* [Exercise data]:
_ _ _ _
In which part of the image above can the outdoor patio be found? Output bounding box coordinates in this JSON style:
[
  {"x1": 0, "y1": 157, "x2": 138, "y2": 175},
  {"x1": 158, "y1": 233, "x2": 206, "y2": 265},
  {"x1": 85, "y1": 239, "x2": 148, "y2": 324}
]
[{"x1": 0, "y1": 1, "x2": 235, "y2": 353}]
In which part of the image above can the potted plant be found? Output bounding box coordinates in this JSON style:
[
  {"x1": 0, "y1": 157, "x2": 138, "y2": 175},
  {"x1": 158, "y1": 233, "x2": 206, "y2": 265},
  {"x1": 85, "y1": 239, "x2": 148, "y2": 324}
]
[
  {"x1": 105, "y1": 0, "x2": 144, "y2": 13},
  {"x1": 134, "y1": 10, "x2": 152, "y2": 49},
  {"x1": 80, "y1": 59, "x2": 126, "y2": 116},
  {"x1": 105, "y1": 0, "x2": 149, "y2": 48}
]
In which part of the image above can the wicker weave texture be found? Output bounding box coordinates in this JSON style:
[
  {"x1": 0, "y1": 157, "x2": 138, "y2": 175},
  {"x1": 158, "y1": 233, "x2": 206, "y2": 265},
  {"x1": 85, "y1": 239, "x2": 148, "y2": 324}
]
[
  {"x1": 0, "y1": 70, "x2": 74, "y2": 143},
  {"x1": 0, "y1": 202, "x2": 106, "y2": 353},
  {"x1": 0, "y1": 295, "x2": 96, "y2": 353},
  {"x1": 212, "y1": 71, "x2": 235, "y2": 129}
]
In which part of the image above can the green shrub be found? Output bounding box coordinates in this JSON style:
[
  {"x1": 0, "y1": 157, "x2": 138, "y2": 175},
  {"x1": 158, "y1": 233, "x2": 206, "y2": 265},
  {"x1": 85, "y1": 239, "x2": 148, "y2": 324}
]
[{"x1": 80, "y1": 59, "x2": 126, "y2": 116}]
_ _ _ _
* [Your assignment]: Output every record above exactly as it was given.

* [Reply to the exercise]:
In which part of the image above can the outdoor patio be found? Output bounding box coordinates in this JSON style:
[
  {"x1": 0, "y1": 157, "x2": 138, "y2": 175},
  {"x1": 158, "y1": 233, "x2": 206, "y2": 265},
  {"x1": 85, "y1": 239, "x2": 148, "y2": 324}
]
[{"x1": 0, "y1": 1, "x2": 235, "y2": 353}]
In which part of the image above can the potted plant be found? Output bounding box coordinates in this JSON style:
[
  {"x1": 0, "y1": 157, "x2": 138, "y2": 175},
  {"x1": 158, "y1": 233, "x2": 206, "y2": 265},
  {"x1": 85, "y1": 239, "x2": 148, "y2": 324}
]
[
  {"x1": 105, "y1": 0, "x2": 144, "y2": 13},
  {"x1": 134, "y1": 10, "x2": 152, "y2": 49},
  {"x1": 80, "y1": 59, "x2": 126, "y2": 116},
  {"x1": 105, "y1": 0, "x2": 149, "y2": 48}
]
In which part of the image above can the wicker weave texture be found? Output bounding box coordinates in this JSON style:
[
  {"x1": 0, "y1": 157, "x2": 138, "y2": 175},
  {"x1": 158, "y1": 233, "x2": 206, "y2": 265},
  {"x1": 85, "y1": 239, "x2": 148, "y2": 324}
]
[
  {"x1": 0, "y1": 70, "x2": 74, "y2": 143},
  {"x1": 0, "y1": 202, "x2": 106, "y2": 353},
  {"x1": 0, "y1": 295, "x2": 96, "y2": 353},
  {"x1": 212, "y1": 71, "x2": 235, "y2": 129}
]
In which part of the image above can the green shrub be found? Output bounding box coordinates in this JSON style:
[
  {"x1": 0, "y1": 157, "x2": 138, "y2": 175},
  {"x1": 158, "y1": 233, "x2": 206, "y2": 265},
  {"x1": 85, "y1": 239, "x2": 148, "y2": 324}
]
[{"x1": 80, "y1": 59, "x2": 126, "y2": 116}]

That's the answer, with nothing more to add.